**About this task:** I would like you to restate each record word for word.

[[ Given information, beginning ]]

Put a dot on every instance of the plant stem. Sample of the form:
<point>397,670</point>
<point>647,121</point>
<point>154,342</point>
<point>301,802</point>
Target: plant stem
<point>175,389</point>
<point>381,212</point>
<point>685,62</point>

[[ Given information, end ]]

**Response:**
Put a dot on every instance of the plant stem. Sample of the form:
<point>397,670</point>
<point>647,121</point>
<point>154,342</point>
<point>301,802</point>
Target: plant stem
<point>175,389</point>
<point>381,212</point>
<point>685,62</point>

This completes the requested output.